# Anyone made a backplate for a D1-4 Chuck?



## HMF (Jun 13, 2011)

Hi guys,

I need to make a custom backplate for a 6" D1-4 chuck (that I bought from Tools4cheap.net).

How would I make a backplate to fit my spindle, and what would I make it of?


Thanks!


Nelson


----------



## Pacer (Jun 13, 2011)

Yeah, I can see the pins being the glitch in a homemade back plate --- wait, clarify what you are doing - did the chuck you got come with a D1-4 plate and you wanna make another type, or came with no plate and you wanna make a D1-4?
Anyway, the pins will probably be about the same cost as a new D1-4 Chinese plate, pins included.


----------



## HMF (Jun 13, 2011)

I'm talking about the entire adapter plate to fit to a chuck that did not have an integrated or separate D1-4 backplate, that I bought to make a backplate for so I could use it on my D 1-4 lathe.

Thanks,


Nelson


----------



## Tenn (Jul 30, 2011)

pics Dave pics won't believe it 'til we see it.


----------



## Tenn (Jul 30, 2011)

Awesome and well done !!!


----------



## Powerpooche (Jul 30, 2011)

You can get the spindle nose DIM'S here: http://shopswarf.orconhosting.net.nz/sindex.html

P.O.


----------



## British Steel (Aug 5, 2011)

Time for me to chip in re fixing/adjusting the studs in the backplate - the commercial studs have a milled longitudinal slot into which the head of a socket-head capscrew fits to stop rotation, the SHCS fitting into a counterbored &amp; threaded hole alongside the stud fixing hole (a bit like a "french key") - in a pinch a grubscrew might do?

The studs need to be adjustable 1 turn at a time so that when the chuck/backplate is pulled tight against the spindle nose (and the tapered register) the cam is in the 90-180* rotation area (from the free position) so the cam stays engaged - then the "keeper" screw is fitted. If the cam turns more than 180* it goes "over centre" and can loosen when you think you're tightening it... A little side-to-side play on the studs is OK (and makes it easier to fit the chuck).

DIN (European) bayonet fixings adjust up in much the same way, and have the same register, PCD and stud dimensions 

Dave H.
(who has to fit and adjust quite a few sets of camlocks a week at work - new chucks on import lathes!)


----------

TASKS AND EXERCISES:
a) Print the part of the backplate thread from "Yeah, I can" to "D 1-4 lathe.", copied word for word.
b) Answer these questions from the backplate thread.
(i) What size is the D1-4 chuck that needs a custom backplate?
(ii) According to Pacer, the pins will probably cost about the same as what?
(iii) What happens if the cam turns more than 180 degrees?

INFORMATION GIVEN:
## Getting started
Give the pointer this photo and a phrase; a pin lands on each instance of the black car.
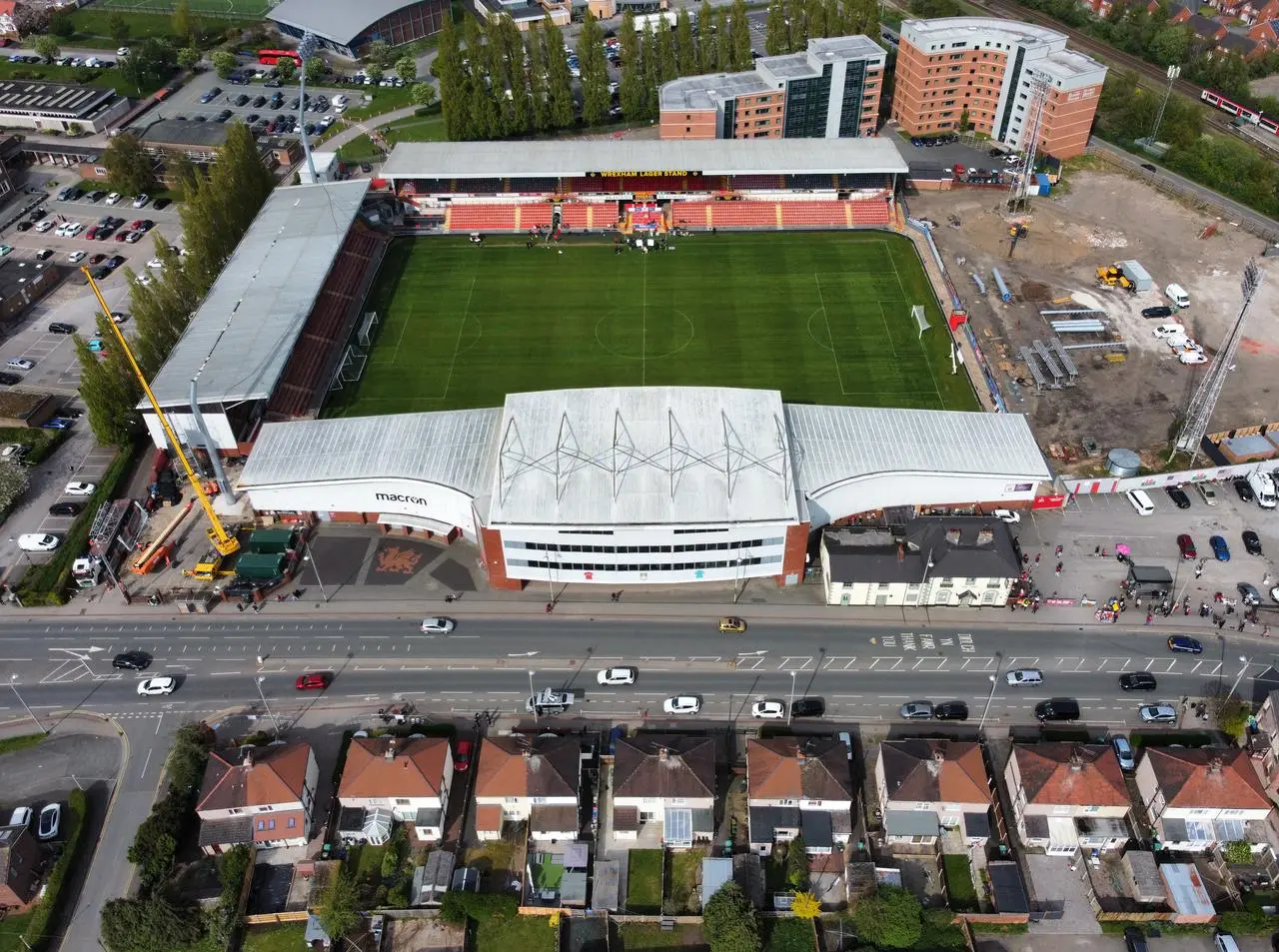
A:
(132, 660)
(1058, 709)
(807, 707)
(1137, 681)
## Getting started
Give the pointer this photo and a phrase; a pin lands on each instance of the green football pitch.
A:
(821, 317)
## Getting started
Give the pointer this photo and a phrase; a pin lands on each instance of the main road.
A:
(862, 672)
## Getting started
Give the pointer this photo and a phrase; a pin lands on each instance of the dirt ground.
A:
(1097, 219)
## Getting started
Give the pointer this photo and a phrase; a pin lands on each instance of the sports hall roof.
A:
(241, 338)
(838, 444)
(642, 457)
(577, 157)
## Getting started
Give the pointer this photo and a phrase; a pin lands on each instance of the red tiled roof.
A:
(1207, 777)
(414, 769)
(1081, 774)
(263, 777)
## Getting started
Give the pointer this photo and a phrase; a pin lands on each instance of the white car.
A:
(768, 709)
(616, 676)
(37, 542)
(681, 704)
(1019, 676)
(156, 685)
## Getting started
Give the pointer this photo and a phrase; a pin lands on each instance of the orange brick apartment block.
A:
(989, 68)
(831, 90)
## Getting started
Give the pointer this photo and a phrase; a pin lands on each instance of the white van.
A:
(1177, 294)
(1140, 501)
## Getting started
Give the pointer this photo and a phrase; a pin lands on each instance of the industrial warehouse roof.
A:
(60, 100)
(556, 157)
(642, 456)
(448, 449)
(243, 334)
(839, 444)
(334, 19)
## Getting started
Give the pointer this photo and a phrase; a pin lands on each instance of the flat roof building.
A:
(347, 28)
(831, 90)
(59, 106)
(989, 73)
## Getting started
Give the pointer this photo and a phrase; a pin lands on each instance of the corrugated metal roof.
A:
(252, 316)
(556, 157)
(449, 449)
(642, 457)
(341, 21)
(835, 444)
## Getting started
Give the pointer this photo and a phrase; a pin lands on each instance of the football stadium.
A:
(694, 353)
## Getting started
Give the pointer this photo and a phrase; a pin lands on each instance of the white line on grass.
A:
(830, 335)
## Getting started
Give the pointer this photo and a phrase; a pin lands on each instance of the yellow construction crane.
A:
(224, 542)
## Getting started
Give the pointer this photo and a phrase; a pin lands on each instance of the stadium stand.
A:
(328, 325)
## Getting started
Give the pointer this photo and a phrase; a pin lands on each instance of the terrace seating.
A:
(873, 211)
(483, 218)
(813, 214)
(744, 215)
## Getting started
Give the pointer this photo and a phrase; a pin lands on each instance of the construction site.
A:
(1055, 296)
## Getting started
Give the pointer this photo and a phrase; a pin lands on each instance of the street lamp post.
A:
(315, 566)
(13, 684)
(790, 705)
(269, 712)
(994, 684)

EXERCISE SOLUTIONS:
a)
Yeah, I can see the pins being the glitch in a homemade back plate --- wait, clarify what you are doing - did the chuck you got come with a D1-4 plate and you wanna make another type, or came with no plate and you wanna make a D1-4?
Anyway, the pins will probably be about the same cost as a new D1-4 Chinese plate, pins included.


----------



## HMF (Jun 13, 2011)

I'm talking about the entire adapter plate to fit to a chuck that did not have an integrated or separate D1-4 backplate, that I bought to make a backplate for so I could use it on my D 1-4 lathe.

b)
(i) It is a 6" chuck.
(ii) A new D1-4 Chinese plate, pins included.
(iii) It goes "over centre" and can loosen when you think you're tightening it.